Your job with the data below: print everything from the line that holds "# set a point on each instance of the orange" down to the line that holds "# set a point on each instance of the bare", ends included, exactly, and nothing else.

# DATA IN THIS EXERCISE:
═══
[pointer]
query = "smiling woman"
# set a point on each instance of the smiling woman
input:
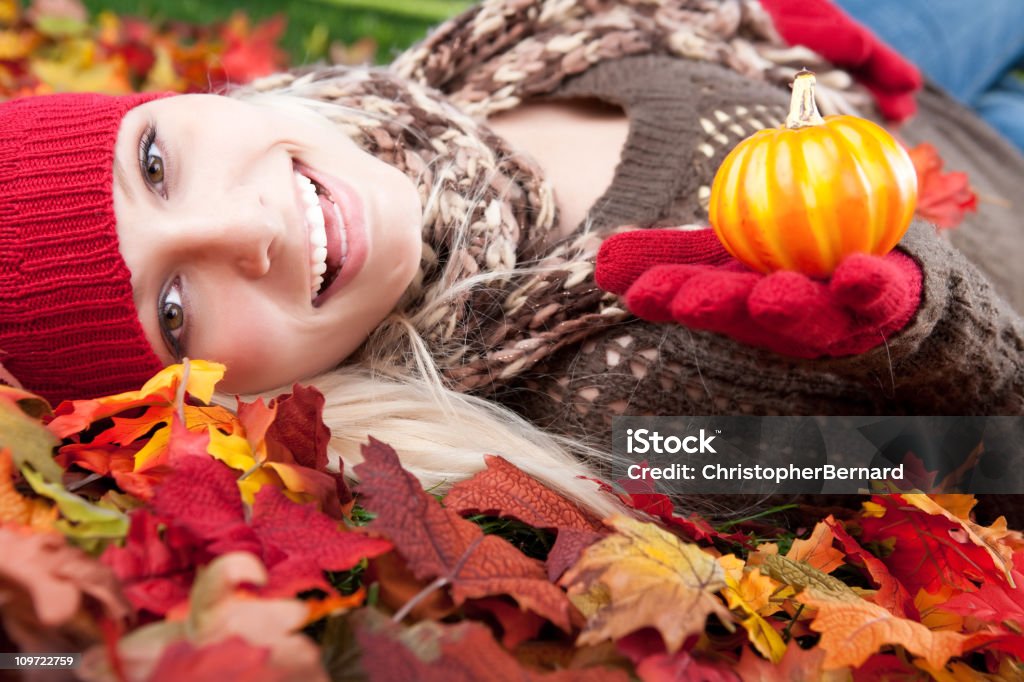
═══
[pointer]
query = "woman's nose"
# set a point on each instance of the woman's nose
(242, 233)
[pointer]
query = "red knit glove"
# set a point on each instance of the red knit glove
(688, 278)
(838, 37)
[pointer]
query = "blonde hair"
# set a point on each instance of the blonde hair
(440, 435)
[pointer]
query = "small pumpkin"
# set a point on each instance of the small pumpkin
═══
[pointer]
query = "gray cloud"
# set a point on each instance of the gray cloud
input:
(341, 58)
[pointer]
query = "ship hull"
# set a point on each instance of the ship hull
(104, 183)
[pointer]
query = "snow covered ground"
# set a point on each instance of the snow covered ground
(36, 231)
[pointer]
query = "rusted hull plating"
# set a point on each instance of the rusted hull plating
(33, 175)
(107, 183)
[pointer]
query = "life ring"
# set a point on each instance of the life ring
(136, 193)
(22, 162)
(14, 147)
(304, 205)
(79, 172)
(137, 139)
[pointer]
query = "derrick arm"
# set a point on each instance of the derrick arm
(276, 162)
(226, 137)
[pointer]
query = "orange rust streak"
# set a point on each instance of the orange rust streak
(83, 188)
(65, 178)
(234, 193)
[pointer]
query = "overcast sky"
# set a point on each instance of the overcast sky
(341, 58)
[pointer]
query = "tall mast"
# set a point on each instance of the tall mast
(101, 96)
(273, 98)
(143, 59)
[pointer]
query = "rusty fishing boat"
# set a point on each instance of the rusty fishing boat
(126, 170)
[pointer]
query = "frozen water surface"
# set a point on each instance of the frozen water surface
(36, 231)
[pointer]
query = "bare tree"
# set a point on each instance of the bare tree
═══
# RESULT:
# set a point on each instance of the orange rust streak
(83, 188)
(65, 178)
(234, 193)
[pointer]
query = "overcast sky"
# set a point on each instance of the overcast sky
(341, 58)
[pointer]
query = "tall mast"
# set a point on each instance of the tall mast
(101, 96)
(273, 98)
(143, 59)
[pointer]
query = "rusty fishing boat"
# set a point on each instance of the rusty fishing boat
(126, 170)
[pointer]
query = "frozen water surface"
# set a point on each instance of the frozen water surface
(36, 231)
[pointer]
query = "bare tree"
# set a point on each instance of the bare tree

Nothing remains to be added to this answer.